▶ What is required: What is the number of lines in this listing that include "instance"? Answer with that number only.

▶ Material to process:
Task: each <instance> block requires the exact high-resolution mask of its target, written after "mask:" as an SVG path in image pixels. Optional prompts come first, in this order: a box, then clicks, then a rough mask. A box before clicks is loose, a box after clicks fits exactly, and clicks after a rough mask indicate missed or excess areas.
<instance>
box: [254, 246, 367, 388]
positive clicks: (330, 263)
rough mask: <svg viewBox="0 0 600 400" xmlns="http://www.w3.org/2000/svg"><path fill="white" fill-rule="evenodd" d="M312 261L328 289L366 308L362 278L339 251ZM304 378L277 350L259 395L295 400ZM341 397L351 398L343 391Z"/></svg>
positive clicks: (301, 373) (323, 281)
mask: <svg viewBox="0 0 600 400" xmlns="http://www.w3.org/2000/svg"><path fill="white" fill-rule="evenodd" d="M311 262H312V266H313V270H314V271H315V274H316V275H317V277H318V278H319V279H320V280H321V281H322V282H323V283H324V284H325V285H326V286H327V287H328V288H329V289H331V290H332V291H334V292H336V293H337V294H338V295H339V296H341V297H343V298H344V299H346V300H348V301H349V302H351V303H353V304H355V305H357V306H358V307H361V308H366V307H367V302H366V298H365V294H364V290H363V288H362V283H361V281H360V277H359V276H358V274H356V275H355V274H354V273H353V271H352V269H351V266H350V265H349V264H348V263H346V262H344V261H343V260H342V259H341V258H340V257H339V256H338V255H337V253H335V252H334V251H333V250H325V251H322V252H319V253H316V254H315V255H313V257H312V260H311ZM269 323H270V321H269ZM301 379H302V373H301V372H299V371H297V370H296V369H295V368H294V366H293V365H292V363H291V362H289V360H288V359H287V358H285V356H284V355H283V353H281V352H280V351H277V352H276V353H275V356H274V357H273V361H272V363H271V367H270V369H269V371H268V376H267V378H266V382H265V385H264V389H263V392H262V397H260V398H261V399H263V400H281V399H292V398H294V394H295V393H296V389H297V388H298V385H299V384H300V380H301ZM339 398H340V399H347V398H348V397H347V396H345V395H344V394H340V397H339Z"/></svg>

▶ Expected output: 2